Source document:
◇ ◇ ◇

Instead, paginated pages should have self-referential canonical tags. The content on these pages is not identical and, by including self-referential tags, you tell search engines that each page is unique. If you don’t want these pages to be indexed, use noindex tags.
Point to the desktop version of a page
If your mobile site is located on a subdomain, the canonical tag should be pointing to the desktop version of the page.
Although Google does not view different versions of the same content translated into other languages as duplicate, you should still use canonical tags.
Tell search engines what the canonical page is in the same language or the best substitute language. The language variants should be self-canonical.
Prevent crawl budget issues
Canonicalized URLs may still use up your crawl budget, even if canonical tags are implemented correctly.
Though the crawl rate of canonicalized URLs should decrease over time, search engines may still focus on fetching the duplicates instead of crawling and indexing new pages.
Check your server logs to see how Googlebot behaves on your site and identify any potential crawling issues.
To mitigate crawl budget issues, you should generally:
- Reduce internal linking to non-canonical URL versions,
- Use the URL Parameter tool in Google Search Console to tell Googlebot to crawl the static versions of the URLs.
But keep in mind that crawl budget issues occur on very large sites – Google states that most sites will never need to worry about it.

◇ ◇ ◇

Data provided:

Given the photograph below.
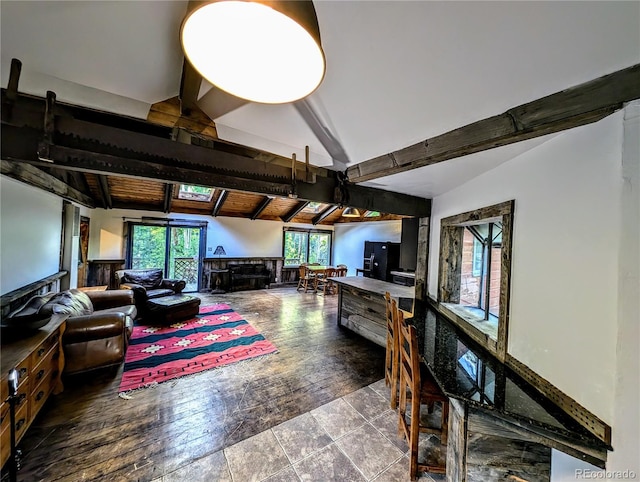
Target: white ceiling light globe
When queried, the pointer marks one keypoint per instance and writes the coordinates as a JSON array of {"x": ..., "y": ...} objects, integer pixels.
[{"x": 253, "y": 51}]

◇ ◇ ◇

To do:
[A] Answer these questions using the text on canonical tags.
(i) What kind of canonical tags should paginated pages have?
(ii) Where should the canonical tag point if a mobile site is located on a subdomain?
(iii) What does Google state about most sites and crawl budget?
[B] Pick up the text on canonical tags after its last sentence and keep writing it.

Answers to the problems:
[A]
(i) Self-referential canonical tags.
(ii) To the desktop version of the page.
(iii) Most sites will never need to worry about it.

[B]
I recommend that you read Google’s article on common mistakes when implementing “rel=canonical” to learn what other things to avoid.
For your canonical tags to be picked up, you need to ensure that a page has a canonical tag that points to the right page.
You also need to check whether the page is crawlable and indexable – it shouldn’t be blocked by robots.txt or marked with a noindex tag.
Below are a few useful ways to audit your canonical tags.
Google Search Console contains some helpful tools to audit your canonical pages: the Index Coverage report and URL Inspection tool.
The Index Coverage report
The Index Coverage report in Google Search Console is a valuable source of information about your indexing condition – which URLs are indexed and which are non-indexable, and why.
To analyze your site’s canonicals, navigate to the Excluded category.
That’s where you can find a few statuses that are relevant for you:
Alternate page with proper canonical tag
URLs marked with this status indicate pages for which Google respects your canonicalization to a URL.
You can expect the number of these URLs to go up if you recently canonicalized some pages. You can use this section of Google’s report to check if Google is not crawling the duplicates more than necessary.
Otherwise, these URLs do not require your attention.
Duplicate, Google chose different canonical than user
The status indicates that Google ignored your self-referring canonical or canonicalization to another canonical. This may occur if stronger signals are pointing to other URLs – for example, there may be increased internal linking to other pages.
This issue can also point to content problems. For example, it’s possible that the unique part of the content failed to load or you picked the wrong page to canonicalize to, e.g., because there is no sufficient content parity between duplicate and canonical pages.
If you can’t determine how to solve this problem, go straight to our guide on how to fix the Duplicate, Google chose different canonical than user issue.
Duplicate, submitted URL not selected as canonical
It means that Google found pages in your XML sitemaps that it considers duplicates. Go through your sitemap and ensure all the URLs found in it should be indexed.
Duplicate without user-selected canonical
These are duplicate URLs without any specified rel=canonical URLs – determine the most suitable canonical pages for them and add them.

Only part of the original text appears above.